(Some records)
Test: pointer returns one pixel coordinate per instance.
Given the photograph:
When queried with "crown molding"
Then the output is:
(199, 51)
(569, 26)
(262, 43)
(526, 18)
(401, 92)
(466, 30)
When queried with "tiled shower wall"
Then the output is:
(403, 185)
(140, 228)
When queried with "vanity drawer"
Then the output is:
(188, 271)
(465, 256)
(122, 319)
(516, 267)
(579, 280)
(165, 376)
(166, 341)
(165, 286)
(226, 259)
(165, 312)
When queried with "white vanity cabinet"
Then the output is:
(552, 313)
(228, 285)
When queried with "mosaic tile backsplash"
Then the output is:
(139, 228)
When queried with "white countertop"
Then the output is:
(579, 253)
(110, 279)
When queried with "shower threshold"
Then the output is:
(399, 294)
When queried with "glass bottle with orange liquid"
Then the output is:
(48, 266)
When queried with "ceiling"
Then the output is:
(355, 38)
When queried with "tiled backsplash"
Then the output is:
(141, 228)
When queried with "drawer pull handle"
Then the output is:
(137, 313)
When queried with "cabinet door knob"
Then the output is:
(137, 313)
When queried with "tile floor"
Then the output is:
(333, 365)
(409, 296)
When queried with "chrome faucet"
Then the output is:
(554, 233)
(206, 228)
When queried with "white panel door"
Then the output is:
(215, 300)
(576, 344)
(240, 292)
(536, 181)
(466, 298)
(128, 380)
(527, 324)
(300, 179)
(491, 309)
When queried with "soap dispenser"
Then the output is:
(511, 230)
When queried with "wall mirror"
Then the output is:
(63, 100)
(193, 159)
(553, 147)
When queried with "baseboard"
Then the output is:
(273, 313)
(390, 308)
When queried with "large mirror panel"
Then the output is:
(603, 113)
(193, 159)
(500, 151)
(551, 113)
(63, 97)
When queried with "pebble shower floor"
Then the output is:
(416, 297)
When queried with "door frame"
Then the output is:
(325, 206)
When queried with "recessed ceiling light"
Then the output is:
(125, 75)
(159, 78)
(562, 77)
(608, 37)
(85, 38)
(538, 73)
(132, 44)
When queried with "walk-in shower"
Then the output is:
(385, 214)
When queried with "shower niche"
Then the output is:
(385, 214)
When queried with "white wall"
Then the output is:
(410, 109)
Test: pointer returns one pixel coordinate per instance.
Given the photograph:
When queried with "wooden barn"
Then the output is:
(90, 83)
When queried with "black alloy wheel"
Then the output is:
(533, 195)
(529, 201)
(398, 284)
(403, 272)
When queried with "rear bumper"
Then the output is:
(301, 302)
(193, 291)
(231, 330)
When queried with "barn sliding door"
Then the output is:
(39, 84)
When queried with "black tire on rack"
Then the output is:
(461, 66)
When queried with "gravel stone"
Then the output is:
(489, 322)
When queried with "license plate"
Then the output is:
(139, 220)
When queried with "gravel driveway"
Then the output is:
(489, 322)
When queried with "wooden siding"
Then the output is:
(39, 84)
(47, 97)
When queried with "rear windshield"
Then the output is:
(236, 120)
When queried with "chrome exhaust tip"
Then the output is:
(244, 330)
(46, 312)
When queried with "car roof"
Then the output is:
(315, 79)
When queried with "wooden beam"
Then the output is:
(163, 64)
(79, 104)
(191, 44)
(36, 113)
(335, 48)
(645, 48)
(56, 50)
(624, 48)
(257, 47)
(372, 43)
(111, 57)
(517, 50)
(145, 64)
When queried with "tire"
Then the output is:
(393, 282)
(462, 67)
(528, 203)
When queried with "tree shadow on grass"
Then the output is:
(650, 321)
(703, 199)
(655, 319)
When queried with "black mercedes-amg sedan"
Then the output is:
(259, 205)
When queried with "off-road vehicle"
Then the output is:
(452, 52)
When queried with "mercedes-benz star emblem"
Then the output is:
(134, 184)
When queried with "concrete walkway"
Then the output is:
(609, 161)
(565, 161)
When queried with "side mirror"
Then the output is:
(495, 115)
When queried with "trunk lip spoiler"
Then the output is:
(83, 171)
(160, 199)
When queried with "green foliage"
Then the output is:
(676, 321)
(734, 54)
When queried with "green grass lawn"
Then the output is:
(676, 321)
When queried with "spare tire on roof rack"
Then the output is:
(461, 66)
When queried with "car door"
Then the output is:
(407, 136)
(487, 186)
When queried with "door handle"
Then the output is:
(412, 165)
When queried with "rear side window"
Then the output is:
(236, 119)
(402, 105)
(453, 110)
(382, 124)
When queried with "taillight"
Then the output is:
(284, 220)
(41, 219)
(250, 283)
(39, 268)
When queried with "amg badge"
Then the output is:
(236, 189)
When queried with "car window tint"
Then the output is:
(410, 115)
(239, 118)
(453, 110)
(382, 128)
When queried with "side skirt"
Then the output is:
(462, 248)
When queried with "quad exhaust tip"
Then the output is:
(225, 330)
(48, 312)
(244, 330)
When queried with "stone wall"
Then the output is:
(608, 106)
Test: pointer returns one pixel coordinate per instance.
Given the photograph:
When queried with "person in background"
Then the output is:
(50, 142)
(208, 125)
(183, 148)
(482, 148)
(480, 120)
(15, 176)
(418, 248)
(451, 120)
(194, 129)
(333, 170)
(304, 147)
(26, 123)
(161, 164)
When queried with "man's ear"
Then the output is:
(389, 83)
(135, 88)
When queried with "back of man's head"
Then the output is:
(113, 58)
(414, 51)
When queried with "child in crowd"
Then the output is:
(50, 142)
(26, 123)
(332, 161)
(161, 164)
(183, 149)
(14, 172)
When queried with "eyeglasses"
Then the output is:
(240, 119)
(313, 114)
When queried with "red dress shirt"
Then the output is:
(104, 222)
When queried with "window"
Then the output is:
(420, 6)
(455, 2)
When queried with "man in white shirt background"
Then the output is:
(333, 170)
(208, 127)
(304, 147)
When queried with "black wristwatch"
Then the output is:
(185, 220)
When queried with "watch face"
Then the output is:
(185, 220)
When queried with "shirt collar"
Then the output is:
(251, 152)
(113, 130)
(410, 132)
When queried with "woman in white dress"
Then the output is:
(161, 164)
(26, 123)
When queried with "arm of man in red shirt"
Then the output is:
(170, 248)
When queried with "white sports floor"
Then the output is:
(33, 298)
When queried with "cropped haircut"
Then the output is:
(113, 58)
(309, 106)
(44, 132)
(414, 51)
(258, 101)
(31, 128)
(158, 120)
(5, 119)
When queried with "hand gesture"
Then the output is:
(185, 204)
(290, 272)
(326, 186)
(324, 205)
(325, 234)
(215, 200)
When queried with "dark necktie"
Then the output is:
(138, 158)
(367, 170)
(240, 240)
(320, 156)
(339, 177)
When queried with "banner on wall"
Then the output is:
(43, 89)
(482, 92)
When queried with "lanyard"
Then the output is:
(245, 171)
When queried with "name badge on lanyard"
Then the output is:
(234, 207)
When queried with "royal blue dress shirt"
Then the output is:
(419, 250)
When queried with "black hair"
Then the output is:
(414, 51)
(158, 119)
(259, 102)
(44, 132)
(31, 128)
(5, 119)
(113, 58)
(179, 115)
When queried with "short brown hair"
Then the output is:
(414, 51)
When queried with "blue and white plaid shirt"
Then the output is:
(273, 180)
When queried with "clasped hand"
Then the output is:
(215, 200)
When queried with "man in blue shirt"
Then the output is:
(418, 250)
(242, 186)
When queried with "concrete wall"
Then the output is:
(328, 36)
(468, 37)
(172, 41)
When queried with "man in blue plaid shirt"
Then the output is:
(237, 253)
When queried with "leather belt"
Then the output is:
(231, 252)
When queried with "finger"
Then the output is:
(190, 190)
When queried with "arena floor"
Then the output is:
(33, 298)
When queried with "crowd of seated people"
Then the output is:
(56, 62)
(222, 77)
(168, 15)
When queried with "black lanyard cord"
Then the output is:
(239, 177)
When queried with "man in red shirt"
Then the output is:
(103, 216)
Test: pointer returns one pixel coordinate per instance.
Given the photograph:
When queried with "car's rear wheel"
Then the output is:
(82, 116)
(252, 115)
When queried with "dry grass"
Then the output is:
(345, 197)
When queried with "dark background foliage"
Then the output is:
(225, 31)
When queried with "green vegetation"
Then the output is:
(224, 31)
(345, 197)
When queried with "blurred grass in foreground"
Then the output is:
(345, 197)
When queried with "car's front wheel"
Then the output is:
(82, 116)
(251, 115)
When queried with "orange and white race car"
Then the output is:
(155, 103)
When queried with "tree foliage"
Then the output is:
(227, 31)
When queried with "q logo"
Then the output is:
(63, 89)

Objective -> Only the lines from the one containing "and white plaid" to the end of the listing belong in the output, each reproduced exactly.

Solution to the exercise ->
When queried with "blue and white plaid shirt"
Then the output is:
(273, 180)
When queried with "clasped hand"
Then the output is:
(215, 200)
When queried with "man in blue shirt"
Then the output is:
(418, 250)
(242, 186)
When queried with "concrete wall"
Then the output is:
(328, 36)
(468, 37)
(172, 41)
When queried with "man in blue plaid shirt"
Then the output is:
(237, 253)
When queried with "leather belt"
Then the output is:
(231, 252)
When queried with "finger"
Then the output is:
(190, 190)
When queried with "arena floor"
Then the output is:
(33, 298)
When queried with "crowd of seated people"
Then the output is:
(56, 62)
(222, 77)
(168, 15)
When queried with "black lanyard cord"
Then the output is:
(239, 177)
When queried with "man in red shirt"
Then the output is:
(103, 216)
Test: pointer returns one pixel coordinate per instance.
Given the photograph:
When queried with "car's rear wheel"
Then the output is:
(82, 116)
(252, 115)
When queried with "dry grass"
Then the output is:
(345, 197)
When queried with "dark background foliage"
Then the output is:
(225, 31)
When queried with "green vegetation"
Then the output is:
(224, 31)
(345, 197)
When queried with "blurred grass in foreground"
Then the output is:
(345, 197)
When queried with "car's front wheel"
Then the output is:
(82, 116)
(251, 115)
When queried with "orange and white race car"
Then the output is:
(155, 103)
When queried with "tree foliage"
Then the output is:
(227, 31)
When queried with "q logo"
Then the output is:
(63, 89)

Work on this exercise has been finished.